__What to work on__
Make an exact copy of the lines below.

BEGIN

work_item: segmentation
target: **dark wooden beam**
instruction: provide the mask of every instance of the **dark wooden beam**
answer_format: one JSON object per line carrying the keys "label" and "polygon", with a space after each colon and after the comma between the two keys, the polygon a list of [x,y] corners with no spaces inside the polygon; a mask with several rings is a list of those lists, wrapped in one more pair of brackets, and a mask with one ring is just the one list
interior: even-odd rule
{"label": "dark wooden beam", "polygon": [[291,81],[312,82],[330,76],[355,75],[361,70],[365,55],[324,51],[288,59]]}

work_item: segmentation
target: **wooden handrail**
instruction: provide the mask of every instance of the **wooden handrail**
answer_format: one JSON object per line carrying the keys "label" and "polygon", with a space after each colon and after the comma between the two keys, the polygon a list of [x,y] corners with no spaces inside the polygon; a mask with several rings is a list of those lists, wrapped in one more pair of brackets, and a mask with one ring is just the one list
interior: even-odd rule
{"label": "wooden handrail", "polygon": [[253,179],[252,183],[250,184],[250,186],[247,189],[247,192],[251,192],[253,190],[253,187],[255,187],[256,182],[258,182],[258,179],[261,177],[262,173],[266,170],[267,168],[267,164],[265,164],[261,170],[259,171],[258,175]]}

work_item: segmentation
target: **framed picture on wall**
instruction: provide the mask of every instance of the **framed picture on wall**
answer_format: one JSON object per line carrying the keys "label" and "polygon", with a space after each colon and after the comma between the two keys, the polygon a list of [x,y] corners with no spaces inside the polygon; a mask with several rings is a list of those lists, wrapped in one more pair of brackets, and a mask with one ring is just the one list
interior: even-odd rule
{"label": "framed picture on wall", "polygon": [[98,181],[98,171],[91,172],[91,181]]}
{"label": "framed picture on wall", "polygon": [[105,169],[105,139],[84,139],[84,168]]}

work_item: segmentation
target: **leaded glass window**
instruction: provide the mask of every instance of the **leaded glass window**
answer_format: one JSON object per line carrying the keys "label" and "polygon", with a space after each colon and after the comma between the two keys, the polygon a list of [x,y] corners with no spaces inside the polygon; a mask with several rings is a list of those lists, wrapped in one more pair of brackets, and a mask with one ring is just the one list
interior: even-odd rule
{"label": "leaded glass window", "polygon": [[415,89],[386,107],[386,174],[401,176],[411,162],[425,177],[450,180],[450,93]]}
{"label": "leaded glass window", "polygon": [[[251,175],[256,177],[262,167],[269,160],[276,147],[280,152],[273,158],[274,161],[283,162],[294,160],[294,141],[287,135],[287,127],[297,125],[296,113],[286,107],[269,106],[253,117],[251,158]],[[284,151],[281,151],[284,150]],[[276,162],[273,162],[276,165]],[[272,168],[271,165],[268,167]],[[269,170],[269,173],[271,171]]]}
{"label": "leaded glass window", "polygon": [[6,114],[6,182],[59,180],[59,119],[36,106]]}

END

__Full answer__
work_item: segmentation
target: **dark wooden beam**
instruction: provide the mask of every instance of the **dark wooden beam**
answer_format: one JSON object per line carrying the keys "label" and "polygon", with a space after each colon and after the comma between the two keys, the polygon a list of [x,y] corners with no spaces inside the polygon; a mask with several rings is a list of those lists, wrapped in one more pair of brackets, and a mask with one ring is just the one list
interior: even-odd rule
{"label": "dark wooden beam", "polygon": [[291,81],[312,82],[330,76],[355,75],[361,70],[365,55],[324,51],[288,59]]}

work_item: segmentation
target: **wooden handrail**
instruction: provide the mask of every instance of the **wooden handrail**
answer_format: one JSON object per line carrying the keys "label" and "polygon", with a space after each colon and after the comma between the two keys, the polygon a list of [x,y] corners with no spaces inside the polygon; a mask with several rings is a list of those lists, wrapped in one more pair of brackets, and a mask with one ring is just the one list
interior: even-odd rule
{"label": "wooden handrail", "polygon": [[253,179],[252,183],[250,184],[250,186],[247,189],[247,192],[251,192],[253,190],[253,187],[255,187],[256,182],[258,182],[258,179],[261,177],[262,173],[266,170],[267,168],[267,164],[265,164],[261,170],[259,171],[258,175]]}

work_item: segmentation
target: **framed picture on wall**
instruction: provide the mask of every instance of the **framed picture on wall**
answer_format: one JSON object per line carrying the keys "label" and "polygon", with a space after each colon and after the comma between the two keys, the polygon a list of [x,y] corners with no spaces inside the polygon; a mask with several rings is a list of those lists, wrapped in one more pair of brackets, and a mask with one ring is just the one list
interior: even-odd rule
{"label": "framed picture on wall", "polygon": [[98,181],[98,171],[91,172],[91,181]]}
{"label": "framed picture on wall", "polygon": [[105,169],[105,139],[84,139],[84,168]]}

work_item: segmentation
target: **leaded glass window**
instruction: provide the mask of every instance of the **leaded glass window**
answer_format: one JSON object per line carrying the keys "label" and "polygon", with a space after each colon and after the comma between the two keys, the polygon a list of [x,y] corners with no spaces inside the polygon; a mask with several rings is a list of those lists, wrapped in one more pair of brackets, and a mask with one ring is just the one list
interior: even-odd rule
{"label": "leaded glass window", "polygon": [[415,89],[386,107],[386,174],[401,176],[411,162],[425,177],[450,180],[450,93]]}
{"label": "leaded glass window", "polygon": [[[251,175],[256,177],[262,167],[269,160],[276,147],[280,152],[273,158],[274,161],[283,162],[294,160],[294,141],[287,135],[287,127],[297,125],[296,113],[286,107],[269,106],[253,117],[251,158]],[[284,151],[281,151],[284,150]],[[276,162],[273,162],[276,165]],[[272,168],[271,165],[268,167]],[[269,170],[269,173],[271,171]]]}
{"label": "leaded glass window", "polygon": [[6,114],[6,182],[59,180],[59,119],[36,106]]}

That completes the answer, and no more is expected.